## Task requirements
Write out the data in full, exactly as shown.

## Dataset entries

========

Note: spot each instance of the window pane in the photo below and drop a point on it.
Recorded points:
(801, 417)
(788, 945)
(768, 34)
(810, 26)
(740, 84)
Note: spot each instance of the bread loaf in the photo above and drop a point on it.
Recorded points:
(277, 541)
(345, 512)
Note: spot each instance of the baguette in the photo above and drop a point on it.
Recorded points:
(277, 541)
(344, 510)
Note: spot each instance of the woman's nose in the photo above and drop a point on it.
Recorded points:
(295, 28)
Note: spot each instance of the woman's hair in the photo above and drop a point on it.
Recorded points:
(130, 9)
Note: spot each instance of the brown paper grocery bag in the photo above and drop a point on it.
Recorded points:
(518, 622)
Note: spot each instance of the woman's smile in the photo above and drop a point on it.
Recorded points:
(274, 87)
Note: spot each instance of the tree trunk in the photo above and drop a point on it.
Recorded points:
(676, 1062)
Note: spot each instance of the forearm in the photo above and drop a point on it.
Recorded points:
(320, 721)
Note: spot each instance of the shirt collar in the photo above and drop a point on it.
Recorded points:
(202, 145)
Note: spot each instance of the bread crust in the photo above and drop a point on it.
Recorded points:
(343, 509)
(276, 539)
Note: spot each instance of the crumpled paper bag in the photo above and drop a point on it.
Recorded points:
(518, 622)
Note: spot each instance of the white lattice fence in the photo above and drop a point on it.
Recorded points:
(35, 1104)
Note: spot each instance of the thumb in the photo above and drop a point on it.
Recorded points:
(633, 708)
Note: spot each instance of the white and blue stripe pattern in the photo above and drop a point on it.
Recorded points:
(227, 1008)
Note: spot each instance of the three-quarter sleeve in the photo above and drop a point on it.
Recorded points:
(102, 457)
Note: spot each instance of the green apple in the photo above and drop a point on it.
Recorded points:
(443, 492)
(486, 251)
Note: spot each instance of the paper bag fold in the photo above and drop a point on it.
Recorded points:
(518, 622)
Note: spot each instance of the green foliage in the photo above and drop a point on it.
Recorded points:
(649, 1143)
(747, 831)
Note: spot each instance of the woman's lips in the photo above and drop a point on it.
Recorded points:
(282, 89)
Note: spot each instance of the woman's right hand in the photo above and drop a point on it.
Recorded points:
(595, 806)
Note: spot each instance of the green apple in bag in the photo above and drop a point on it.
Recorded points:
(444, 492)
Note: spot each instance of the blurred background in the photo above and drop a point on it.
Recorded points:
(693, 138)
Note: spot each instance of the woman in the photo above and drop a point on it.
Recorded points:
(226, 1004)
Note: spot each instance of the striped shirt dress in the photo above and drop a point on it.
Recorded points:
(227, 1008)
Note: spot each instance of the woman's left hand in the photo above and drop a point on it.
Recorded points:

========

## Response area
Note: spot each instance of the window pane in the photo below and drop a point on it.
Recorded points:
(801, 417)
(788, 945)
(768, 34)
(810, 26)
(740, 84)
Note: spot each instance of the bread loaf in the photo above and drop a point on it.
Recorded points:
(277, 541)
(345, 512)
Note: spot each instance of the baguette in the photo above and drop a point on it.
Recorded points:
(277, 541)
(344, 510)
Note: spot each instance of the woman's nose in the photo above and drop a point on it.
Recorded points:
(295, 28)
Note: spot each instance of the woman's hair in the photo above and drop a point on it.
Recorded points:
(130, 9)
Note: spot each instance of the brown paper grocery bag in the photo above and drop a point on it.
Recorded points:
(518, 622)
Note: spot each instance of the woman's smile in the photo above and drop a point on it.
Recorded points:
(274, 87)
Note: spot each instance of the tree trunk in the photo above and drop a point on it.
Recorded points:
(676, 1062)
Note: spot each instance of the forearm in the photo above and drop a point on it.
Recorded points:
(320, 721)
Note: spot each instance of the shirt collar in the photo above and drop a point on it.
Recorded points:
(202, 145)
Note: spot each instance of the bread crust in the photo above and drop a point on it.
Recorded points:
(343, 509)
(276, 539)
Note: spot each instance of the crumpled paper bag in the photo above and drop a point on it.
Recorded points:
(518, 622)
Note: spot each instance of the white lattice fence in the photo above and drop a point on it.
Recorded points:
(35, 1104)
Note: spot each instance of the thumb in the photo above and drop a point on it.
Recorded points:
(633, 708)
Note: spot each instance of the white and blue stripe pattern in the photo above and drop a point on it.
Recorded points:
(227, 1008)
Note: spot each instance of the three-quarter sleeve in the photo above and drop a point on it.
Recorded points:
(102, 457)
Note: spot each instance of the green apple in the photo above and drop a point on it.
Recorded points:
(443, 492)
(486, 251)
Note: spot each instance of the paper bag fold in the photo above and drop a point on it.
Recorded points:
(518, 622)
Note: spot each instance of the green foliage in the photo above and drop a point on it.
Recorded points:
(649, 1143)
(747, 831)
Note: spot each instance of the woman's lips in the photo above and drop a point on it.
Recorded points:
(282, 89)
Note: spot each instance of the woman's right hand in the photo above and drop a point on it.
Recorded points:
(595, 806)
Note: spot each instance of the green apple in bag in the photo above and drop a point on it.
Recorded points:
(444, 492)
Note: spot each instance of the blurred background in the photo above and drop a point on it.
Recorded points:
(693, 138)
Note: spot each instance of the woman in the photo above and drop a point on it.
Recorded points:
(226, 1004)
Note: spot each instance of the striped shirt dress in the photo above and drop a point on it.
Recorded points:
(227, 1008)
Note: spot each instance of the woman's left hand in the photo above and drop a point on it.
Recorded points:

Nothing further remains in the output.